═══ Texto de lectura ═══

Cuando yo era niño y aún figuraban las humanidades en los planes de estudio, todos mis coetáneos conocían el verso de Espronceda y de su Canción del pirata al que hoy parafrasea el título de mi columna… Con una variante, eso sí: donde el poeta puso Estambul, yo he puesto la Moncloa. Es una concesión a la actualidad.
Dejémonos de eufemismos, circunloquios, tergiversaciones, disimulos y titulares. Hagamos caso omiso de la prensa y de las tertulias, y llamemos a las cosas por su nombre. Ayer, domingo, en las elecciones autonómicas de Castilla la Vieja ‒así sigo llamándola yo‒ y León sólo hubo un ganador: Vox. Todos los demás partidos perdieron, menos algunos de la España Vaciada, que no podían retroceder ni crecer porque nunca se habían presentado. Cualquier otra valoración responde al inconfesado deseo de retorcer la realidad y de negar la evidencia.

═══ Contenido de los datos ═══

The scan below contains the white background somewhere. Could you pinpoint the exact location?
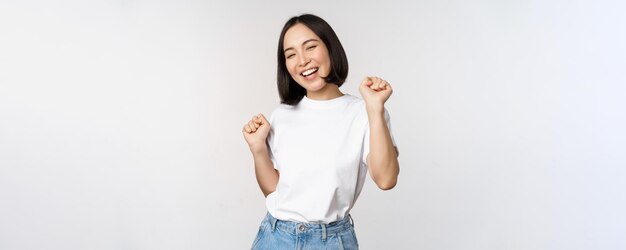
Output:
[0,0,626,250]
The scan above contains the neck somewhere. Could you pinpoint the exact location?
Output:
[306,83,343,101]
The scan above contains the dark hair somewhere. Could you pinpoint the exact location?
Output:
[277,14,348,105]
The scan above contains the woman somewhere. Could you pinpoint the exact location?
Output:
[243,14,399,249]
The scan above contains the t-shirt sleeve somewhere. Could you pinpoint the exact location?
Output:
[361,108,399,165]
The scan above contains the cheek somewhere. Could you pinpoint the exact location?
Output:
[285,62,295,76]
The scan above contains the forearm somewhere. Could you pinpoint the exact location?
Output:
[367,109,400,190]
[251,147,278,197]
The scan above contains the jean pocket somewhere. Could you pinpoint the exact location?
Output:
[252,225,265,250]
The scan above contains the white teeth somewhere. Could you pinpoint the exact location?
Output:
[302,68,318,77]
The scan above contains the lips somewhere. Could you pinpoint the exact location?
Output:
[300,67,319,77]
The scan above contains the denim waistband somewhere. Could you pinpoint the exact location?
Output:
[264,212,354,240]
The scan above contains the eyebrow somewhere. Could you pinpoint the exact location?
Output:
[283,38,319,53]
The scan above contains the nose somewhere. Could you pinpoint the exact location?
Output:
[298,54,311,67]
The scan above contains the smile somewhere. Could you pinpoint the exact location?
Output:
[300,68,319,77]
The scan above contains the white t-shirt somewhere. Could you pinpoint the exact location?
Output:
[266,94,395,223]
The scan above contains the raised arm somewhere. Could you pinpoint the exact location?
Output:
[359,77,400,190]
[242,114,279,197]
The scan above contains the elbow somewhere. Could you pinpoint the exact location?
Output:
[376,177,398,191]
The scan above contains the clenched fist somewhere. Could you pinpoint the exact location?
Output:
[359,77,393,111]
[242,114,270,153]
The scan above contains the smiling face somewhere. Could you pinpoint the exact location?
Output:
[283,23,330,93]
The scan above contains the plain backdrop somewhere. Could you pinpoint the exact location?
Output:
[0,0,626,250]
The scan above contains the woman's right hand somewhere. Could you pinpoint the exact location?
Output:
[242,114,270,153]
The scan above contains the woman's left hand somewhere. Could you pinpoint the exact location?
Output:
[359,77,393,112]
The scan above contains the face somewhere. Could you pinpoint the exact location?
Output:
[283,23,330,92]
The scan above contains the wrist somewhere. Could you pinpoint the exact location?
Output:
[250,142,267,154]
[365,103,385,115]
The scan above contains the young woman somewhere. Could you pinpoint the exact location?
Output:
[243,14,400,249]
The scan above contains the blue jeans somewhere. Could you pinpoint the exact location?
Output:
[252,213,359,250]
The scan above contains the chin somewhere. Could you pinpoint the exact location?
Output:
[299,78,328,92]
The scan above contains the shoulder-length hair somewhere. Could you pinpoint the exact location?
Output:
[277,14,348,105]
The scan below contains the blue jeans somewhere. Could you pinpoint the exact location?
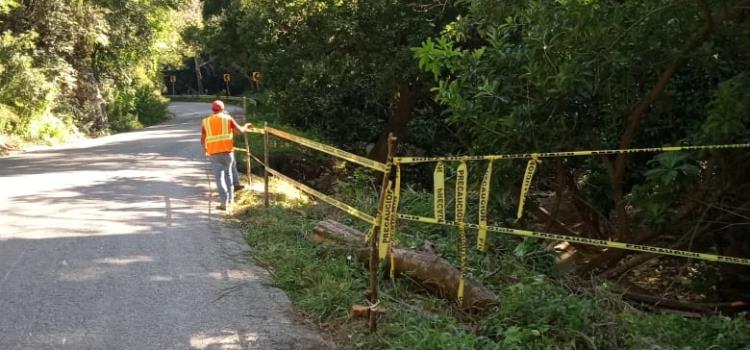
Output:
[232,160,240,186]
[208,152,237,205]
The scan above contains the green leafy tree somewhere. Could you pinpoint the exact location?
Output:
[415,0,750,278]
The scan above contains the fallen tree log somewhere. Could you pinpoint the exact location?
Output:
[308,220,497,311]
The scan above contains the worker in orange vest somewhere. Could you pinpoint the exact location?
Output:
[201,100,253,210]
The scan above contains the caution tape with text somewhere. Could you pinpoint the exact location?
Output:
[398,214,750,266]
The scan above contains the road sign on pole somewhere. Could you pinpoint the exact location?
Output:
[224,73,232,96]
[169,75,177,96]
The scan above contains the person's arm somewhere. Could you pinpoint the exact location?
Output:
[201,126,206,152]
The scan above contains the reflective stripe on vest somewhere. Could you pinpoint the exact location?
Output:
[203,114,234,155]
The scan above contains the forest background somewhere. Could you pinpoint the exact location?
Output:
[0,0,750,348]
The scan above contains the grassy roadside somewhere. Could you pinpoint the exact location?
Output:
[232,183,750,349]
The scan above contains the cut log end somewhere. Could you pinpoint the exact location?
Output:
[308,220,497,311]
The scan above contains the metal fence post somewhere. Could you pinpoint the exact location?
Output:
[263,122,270,208]
[367,133,396,333]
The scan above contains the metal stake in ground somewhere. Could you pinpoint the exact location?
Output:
[263,122,270,208]
[242,96,253,186]
[367,133,396,333]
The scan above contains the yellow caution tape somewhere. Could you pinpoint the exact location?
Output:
[398,214,750,266]
[393,143,750,164]
[477,161,492,252]
[456,162,469,306]
[387,163,401,254]
[432,162,445,221]
[365,226,377,243]
[516,153,541,221]
[266,128,386,172]
[266,168,375,224]
[378,182,393,260]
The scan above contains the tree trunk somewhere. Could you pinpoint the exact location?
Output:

═══

§ Qué harás:
1: Imprime, por favor, el tramo de la columna sobre las elecciones que va desde "Cuando yo era" hasta "a la actualidad.".
2: Responde estas preguntas sobre la columna sobre las elecciones:
(a) ¿Qué nombre de ciudad sustituyó el autor por la Moncloa?
(b) ¿Qué día de la semana se celebraron las elecciones?
(c) ¿Qué partido fue, según el autor, el único ganador?
3: Prosigue la columna sobre las elecciones a partir de su última frase.

§ Respuestas finales:
1:
Cuando yo era niño y aún figuraban las humanidades en los planes de estudio, todos mis coetáneos conocían el verso de Espronceda y de su Canción del pirata al que hoy parafrasea el título de mi columna… Con una variante, eso sí: donde el poeta puso Estambul, yo he puesto la Moncloa. Es una concesión a la actualidad.

2:
(a) Estambul.
(b) El domingo.
(c) Vox.

3:
Dicen los unos y los otros ‒o más bien los Hunos y los Hotros‒ que en esas elecciones se ha impuesto la extrema derecha. Falso de toda falsedad. La extrema derecha, en nuestro país, no existe o existe sólo agazapada en minúsculos cubículos de nula relevancia electoral. Inventar un enemigo inexistente es un viejo recurso de los ejércitos que están desmoronándose y batiéndose en retirada. Lo que existe y avanza vertiginosamente aquí y en el resto de Europa así como en la América trumpista y en la Rusia de Putin es la gran revolución conservadora. Ha llegado su momento. Hay que estar muy cegato o que ser muy merluzo para no darse cuenta de ello. Cuando a una idea le llega, como digo, su momento, no hay fuerza humana ni, casi diría, sobrehumana que le cierre el paso. Su potencia, su contundencia y su vigencia se convierten en huracán. La onda del sismo que ayer se produjo en la región madre de España se dejará sentir muy pronto en las restantes tierras de ésta. Ya lo había hecho, anticipándose a un futuro que hoy es presente, en Andalucía, en Murcia, en Cataluña, en Madrid… Y lo que te rondaré. Así, paso a paso y zancada a zancada, sin prisa ni pausa, como sugería Goethe, hasta Estambul, digo, la Moncloa.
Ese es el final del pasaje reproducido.